Enregistrements fournis:
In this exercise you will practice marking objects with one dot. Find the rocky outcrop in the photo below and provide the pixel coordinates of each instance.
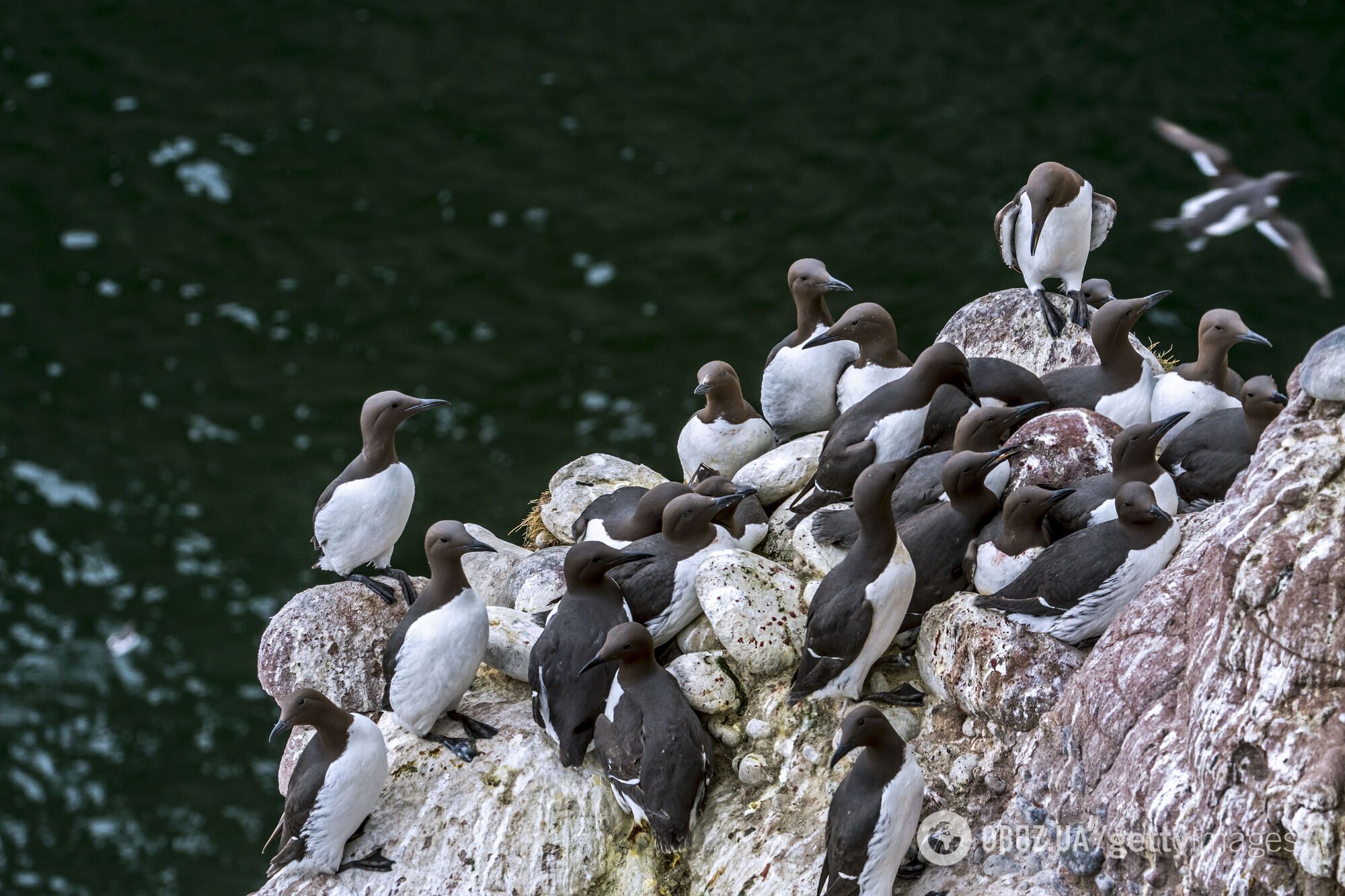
(1008, 325)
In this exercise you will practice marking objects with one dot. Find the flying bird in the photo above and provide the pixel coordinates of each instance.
(1235, 202)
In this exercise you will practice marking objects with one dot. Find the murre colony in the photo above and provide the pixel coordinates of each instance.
(914, 483)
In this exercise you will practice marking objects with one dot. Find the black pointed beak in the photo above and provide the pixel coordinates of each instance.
(1153, 299)
(841, 751)
(1169, 423)
(1058, 495)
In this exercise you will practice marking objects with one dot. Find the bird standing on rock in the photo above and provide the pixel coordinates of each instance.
(1048, 231)
(432, 655)
(887, 425)
(658, 756)
(1121, 385)
(333, 790)
(800, 388)
(567, 704)
(728, 432)
(879, 362)
(1206, 385)
(1235, 202)
(362, 513)
(1081, 583)
(1207, 456)
(875, 811)
(860, 604)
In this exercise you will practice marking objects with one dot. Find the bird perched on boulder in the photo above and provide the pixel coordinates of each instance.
(1121, 385)
(432, 655)
(1210, 454)
(870, 326)
(800, 388)
(728, 432)
(1048, 231)
(1133, 459)
(1206, 385)
(566, 704)
(875, 811)
(661, 588)
(887, 425)
(860, 604)
(333, 790)
(1081, 583)
(995, 561)
(1235, 202)
(362, 513)
(657, 755)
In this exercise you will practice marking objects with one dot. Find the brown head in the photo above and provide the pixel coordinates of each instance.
(1137, 506)
(1097, 292)
(588, 563)
(945, 365)
(868, 727)
(309, 706)
(1050, 186)
(629, 645)
(385, 412)
(987, 428)
(872, 329)
(1135, 447)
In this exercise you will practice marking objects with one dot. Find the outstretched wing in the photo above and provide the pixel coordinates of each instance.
(1005, 225)
(1291, 237)
(1105, 216)
(1214, 161)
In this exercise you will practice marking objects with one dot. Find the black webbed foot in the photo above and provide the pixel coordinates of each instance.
(375, 861)
(475, 729)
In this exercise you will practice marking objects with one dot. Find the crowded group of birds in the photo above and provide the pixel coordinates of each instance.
(911, 483)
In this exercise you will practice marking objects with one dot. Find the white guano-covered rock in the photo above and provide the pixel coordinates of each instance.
(539, 580)
(707, 682)
(1008, 325)
(755, 607)
(785, 470)
(512, 637)
(578, 483)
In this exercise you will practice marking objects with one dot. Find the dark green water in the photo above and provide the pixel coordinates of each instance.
(551, 216)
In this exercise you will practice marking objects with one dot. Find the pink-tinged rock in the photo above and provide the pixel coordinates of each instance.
(1008, 325)
(992, 667)
(1067, 446)
(330, 638)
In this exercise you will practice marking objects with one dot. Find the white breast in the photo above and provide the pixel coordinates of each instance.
(899, 817)
(723, 446)
(1063, 247)
(1132, 405)
(888, 596)
(1199, 399)
(996, 569)
(364, 518)
(439, 661)
(898, 435)
(800, 386)
(1096, 610)
(348, 797)
(859, 384)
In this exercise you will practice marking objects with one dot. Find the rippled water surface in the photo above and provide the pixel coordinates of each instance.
(225, 225)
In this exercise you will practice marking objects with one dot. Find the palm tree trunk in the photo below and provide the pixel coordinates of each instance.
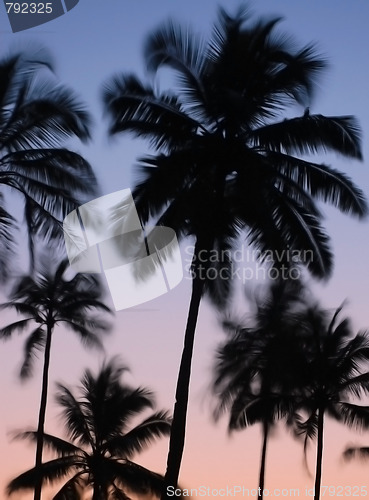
(42, 411)
(178, 428)
(263, 460)
(319, 455)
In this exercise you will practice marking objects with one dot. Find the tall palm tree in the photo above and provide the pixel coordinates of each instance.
(46, 301)
(228, 160)
(259, 370)
(335, 359)
(37, 116)
(101, 439)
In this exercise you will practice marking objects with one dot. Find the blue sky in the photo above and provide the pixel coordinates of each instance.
(92, 42)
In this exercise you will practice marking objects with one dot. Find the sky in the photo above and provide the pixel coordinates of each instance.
(91, 43)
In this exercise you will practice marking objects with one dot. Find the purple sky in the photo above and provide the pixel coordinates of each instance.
(97, 39)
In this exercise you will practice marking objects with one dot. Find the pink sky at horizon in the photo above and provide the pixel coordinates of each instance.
(90, 44)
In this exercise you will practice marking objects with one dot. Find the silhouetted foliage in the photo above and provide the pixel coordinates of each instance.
(46, 301)
(336, 371)
(260, 368)
(102, 440)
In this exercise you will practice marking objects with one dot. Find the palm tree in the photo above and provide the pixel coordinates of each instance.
(335, 359)
(46, 301)
(228, 160)
(101, 439)
(37, 115)
(259, 371)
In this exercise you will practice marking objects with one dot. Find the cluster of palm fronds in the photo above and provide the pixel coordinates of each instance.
(227, 163)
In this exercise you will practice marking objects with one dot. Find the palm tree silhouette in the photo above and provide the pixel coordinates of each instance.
(228, 162)
(46, 301)
(335, 369)
(259, 370)
(102, 440)
(37, 115)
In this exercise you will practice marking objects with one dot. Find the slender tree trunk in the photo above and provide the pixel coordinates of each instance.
(42, 412)
(319, 454)
(263, 461)
(178, 428)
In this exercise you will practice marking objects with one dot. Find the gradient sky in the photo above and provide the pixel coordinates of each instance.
(92, 42)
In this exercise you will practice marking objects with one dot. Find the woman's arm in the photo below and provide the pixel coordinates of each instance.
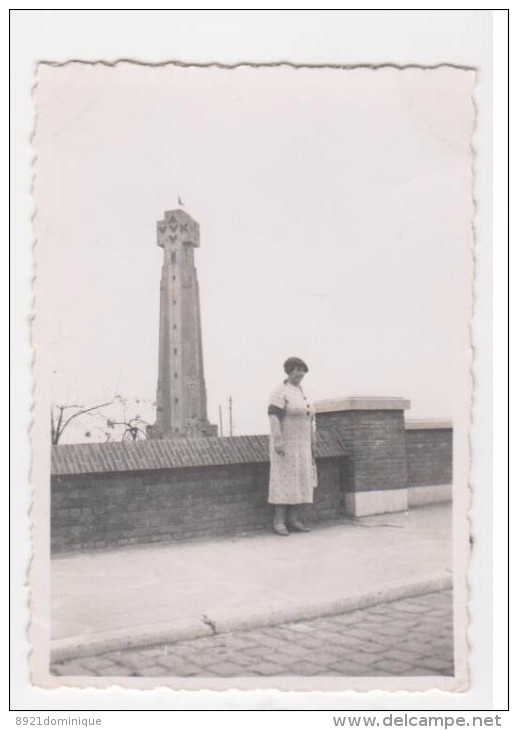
(276, 431)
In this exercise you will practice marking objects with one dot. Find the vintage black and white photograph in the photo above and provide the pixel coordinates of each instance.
(252, 375)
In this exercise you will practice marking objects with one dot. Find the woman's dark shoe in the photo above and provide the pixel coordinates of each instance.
(298, 526)
(280, 529)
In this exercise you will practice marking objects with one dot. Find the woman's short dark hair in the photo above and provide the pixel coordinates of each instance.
(294, 362)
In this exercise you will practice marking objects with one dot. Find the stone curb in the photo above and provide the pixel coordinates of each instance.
(75, 647)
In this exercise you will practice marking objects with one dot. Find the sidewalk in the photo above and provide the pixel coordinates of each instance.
(129, 597)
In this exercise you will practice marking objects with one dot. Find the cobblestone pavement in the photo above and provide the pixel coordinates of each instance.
(409, 637)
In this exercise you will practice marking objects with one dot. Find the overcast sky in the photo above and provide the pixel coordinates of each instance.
(335, 220)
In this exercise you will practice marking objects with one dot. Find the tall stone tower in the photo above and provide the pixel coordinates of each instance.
(181, 393)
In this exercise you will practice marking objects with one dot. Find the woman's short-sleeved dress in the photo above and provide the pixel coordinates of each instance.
(293, 475)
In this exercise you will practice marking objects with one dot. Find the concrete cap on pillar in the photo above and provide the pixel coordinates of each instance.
(334, 405)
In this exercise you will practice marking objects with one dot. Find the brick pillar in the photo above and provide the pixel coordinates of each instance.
(374, 431)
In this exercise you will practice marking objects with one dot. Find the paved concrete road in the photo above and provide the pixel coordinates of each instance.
(410, 637)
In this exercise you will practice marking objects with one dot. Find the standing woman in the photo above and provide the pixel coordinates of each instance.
(293, 475)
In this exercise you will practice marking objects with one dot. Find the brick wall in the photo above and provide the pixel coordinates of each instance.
(94, 506)
(376, 442)
(429, 455)
(105, 495)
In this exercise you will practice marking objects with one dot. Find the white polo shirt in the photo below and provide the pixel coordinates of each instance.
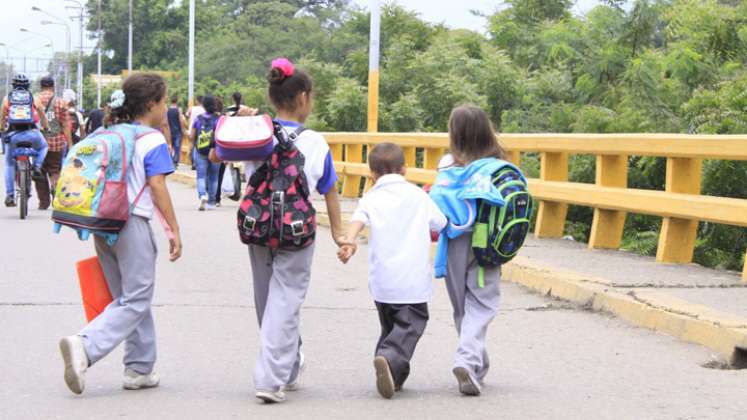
(400, 216)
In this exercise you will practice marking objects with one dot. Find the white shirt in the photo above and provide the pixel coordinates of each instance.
(151, 157)
(401, 217)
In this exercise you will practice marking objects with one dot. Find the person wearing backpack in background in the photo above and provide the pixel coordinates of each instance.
(177, 127)
(129, 264)
(231, 111)
(281, 277)
(59, 138)
(203, 137)
(21, 111)
(194, 111)
(465, 183)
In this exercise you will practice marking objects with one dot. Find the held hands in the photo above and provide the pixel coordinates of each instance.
(347, 249)
(175, 247)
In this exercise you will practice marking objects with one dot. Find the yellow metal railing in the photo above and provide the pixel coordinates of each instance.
(681, 206)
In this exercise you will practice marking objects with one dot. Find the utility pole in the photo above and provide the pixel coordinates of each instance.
(373, 67)
(129, 44)
(98, 51)
(191, 82)
(80, 63)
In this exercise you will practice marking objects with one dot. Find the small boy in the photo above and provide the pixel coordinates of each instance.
(401, 217)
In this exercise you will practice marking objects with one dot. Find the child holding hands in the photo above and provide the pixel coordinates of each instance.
(400, 216)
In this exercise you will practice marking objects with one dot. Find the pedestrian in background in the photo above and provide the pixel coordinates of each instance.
(59, 138)
(177, 127)
(203, 137)
(129, 264)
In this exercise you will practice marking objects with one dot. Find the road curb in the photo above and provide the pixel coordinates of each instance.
(721, 332)
(724, 333)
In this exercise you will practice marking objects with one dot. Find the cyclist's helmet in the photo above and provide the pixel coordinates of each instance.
(21, 81)
(47, 82)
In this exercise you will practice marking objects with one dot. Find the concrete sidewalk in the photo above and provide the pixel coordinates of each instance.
(690, 302)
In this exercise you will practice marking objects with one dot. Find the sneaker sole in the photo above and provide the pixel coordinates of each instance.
(466, 384)
(269, 399)
(136, 387)
(71, 378)
(384, 380)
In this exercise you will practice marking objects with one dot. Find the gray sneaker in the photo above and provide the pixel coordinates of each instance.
(384, 379)
(133, 380)
(467, 384)
(271, 397)
(76, 363)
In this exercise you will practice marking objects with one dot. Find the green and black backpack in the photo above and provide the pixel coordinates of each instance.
(500, 231)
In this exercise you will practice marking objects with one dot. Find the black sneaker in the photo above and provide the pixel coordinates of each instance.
(36, 174)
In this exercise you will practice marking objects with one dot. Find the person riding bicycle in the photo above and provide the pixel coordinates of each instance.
(20, 112)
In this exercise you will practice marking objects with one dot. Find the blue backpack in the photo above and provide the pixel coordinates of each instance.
(206, 135)
(20, 107)
(91, 195)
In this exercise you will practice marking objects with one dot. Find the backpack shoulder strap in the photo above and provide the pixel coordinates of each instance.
(51, 101)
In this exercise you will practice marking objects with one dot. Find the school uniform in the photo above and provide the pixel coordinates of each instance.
(400, 216)
(281, 278)
(474, 307)
(130, 268)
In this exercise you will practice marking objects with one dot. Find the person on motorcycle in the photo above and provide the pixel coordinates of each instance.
(20, 112)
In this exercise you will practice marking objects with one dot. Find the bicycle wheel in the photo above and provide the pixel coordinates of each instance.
(23, 187)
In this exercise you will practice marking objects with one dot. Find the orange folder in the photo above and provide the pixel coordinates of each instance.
(93, 287)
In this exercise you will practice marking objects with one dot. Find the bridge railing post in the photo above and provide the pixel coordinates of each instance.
(677, 236)
(514, 156)
(551, 215)
(431, 157)
(607, 225)
(351, 186)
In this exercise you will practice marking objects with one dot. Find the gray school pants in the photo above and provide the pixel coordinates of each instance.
(130, 269)
(474, 307)
(402, 325)
(281, 279)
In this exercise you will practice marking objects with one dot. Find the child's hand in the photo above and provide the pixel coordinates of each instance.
(346, 252)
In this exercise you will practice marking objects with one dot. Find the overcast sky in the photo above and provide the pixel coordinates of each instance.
(17, 14)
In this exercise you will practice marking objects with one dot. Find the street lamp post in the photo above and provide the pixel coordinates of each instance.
(7, 68)
(129, 43)
(98, 51)
(61, 22)
(373, 67)
(191, 88)
(81, 9)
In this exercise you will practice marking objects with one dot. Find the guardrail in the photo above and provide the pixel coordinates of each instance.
(681, 206)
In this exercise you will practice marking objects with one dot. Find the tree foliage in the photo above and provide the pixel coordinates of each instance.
(640, 66)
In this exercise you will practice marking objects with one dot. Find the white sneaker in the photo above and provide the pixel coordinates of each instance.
(76, 363)
(467, 384)
(384, 379)
(301, 368)
(134, 380)
(271, 397)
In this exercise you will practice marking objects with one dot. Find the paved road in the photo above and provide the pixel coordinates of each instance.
(551, 361)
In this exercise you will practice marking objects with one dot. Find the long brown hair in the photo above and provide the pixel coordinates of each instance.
(472, 136)
(140, 89)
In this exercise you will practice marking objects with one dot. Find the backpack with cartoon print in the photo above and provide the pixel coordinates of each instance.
(276, 211)
(91, 194)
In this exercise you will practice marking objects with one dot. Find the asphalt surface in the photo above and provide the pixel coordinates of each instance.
(550, 360)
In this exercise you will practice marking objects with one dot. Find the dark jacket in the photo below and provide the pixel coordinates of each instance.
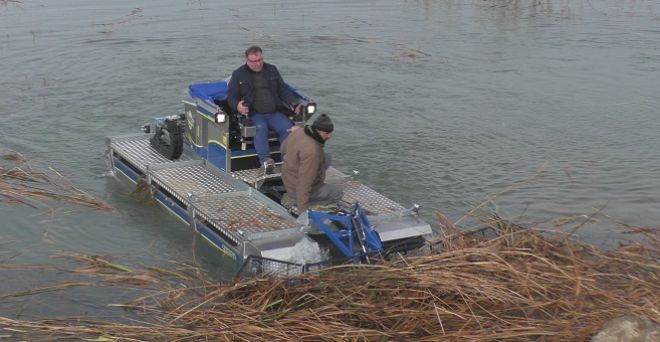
(241, 87)
(304, 166)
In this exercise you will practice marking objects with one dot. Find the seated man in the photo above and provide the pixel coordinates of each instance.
(303, 171)
(257, 91)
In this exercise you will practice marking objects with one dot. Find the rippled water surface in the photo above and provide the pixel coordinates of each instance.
(550, 110)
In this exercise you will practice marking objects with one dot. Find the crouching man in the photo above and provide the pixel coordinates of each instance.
(303, 171)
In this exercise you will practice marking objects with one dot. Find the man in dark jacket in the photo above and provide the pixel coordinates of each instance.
(303, 171)
(256, 90)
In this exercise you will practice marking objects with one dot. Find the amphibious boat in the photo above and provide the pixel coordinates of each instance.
(201, 166)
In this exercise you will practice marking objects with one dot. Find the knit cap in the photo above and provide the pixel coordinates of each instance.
(323, 123)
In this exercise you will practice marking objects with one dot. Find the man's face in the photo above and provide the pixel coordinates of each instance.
(255, 61)
(325, 135)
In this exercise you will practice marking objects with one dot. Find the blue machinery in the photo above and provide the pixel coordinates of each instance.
(351, 226)
(216, 186)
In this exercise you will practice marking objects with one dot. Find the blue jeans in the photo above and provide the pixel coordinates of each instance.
(263, 123)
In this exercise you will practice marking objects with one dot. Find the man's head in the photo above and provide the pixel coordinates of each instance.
(254, 58)
(323, 125)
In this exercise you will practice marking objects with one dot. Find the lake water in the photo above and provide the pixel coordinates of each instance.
(549, 108)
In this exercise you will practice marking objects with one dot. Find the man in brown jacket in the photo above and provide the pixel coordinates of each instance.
(303, 171)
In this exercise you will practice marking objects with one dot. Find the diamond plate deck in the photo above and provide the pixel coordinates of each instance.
(244, 213)
(224, 202)
(373, 202)
(192, 179)
(252, 176)
(137, 150)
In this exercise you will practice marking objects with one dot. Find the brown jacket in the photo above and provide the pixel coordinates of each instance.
(303, 168)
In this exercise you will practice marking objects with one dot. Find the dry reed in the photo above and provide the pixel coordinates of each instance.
(21, 184)
(519, 285)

Exercice: Recopiez les enregistrements, du début jusqu'à la ligne qui contient « (1058, 495) » incluse, en remplaçant « rocky outcrop » par « rocky ledge » sans rien changer d'autre. Ne mettez pas les images dans la réponse.

Réponse complète:
In this exercise you will practice marking objects with one dot. Find the rocky ledge in the photo below and provide the pixel coordinates of each instance.
(1008, 325)
In this exercise you will practice marking objects with one dot. Find the flying bird in the photo above and provide the pixel coordinates of each instance.
(1235, 202)
In this exercise you will practice marking objects with one dot. Find the murre colony in the photo above and provide the pixel coordinates of each instance.
(914, 483)
In this exercise you will practice marking objects with one dot. Find the black pointed beak in the photo above and provide the pixel coordinates of each instance.
(1153, 299)
(841, 751)
(1169, 423)
(1058, 495)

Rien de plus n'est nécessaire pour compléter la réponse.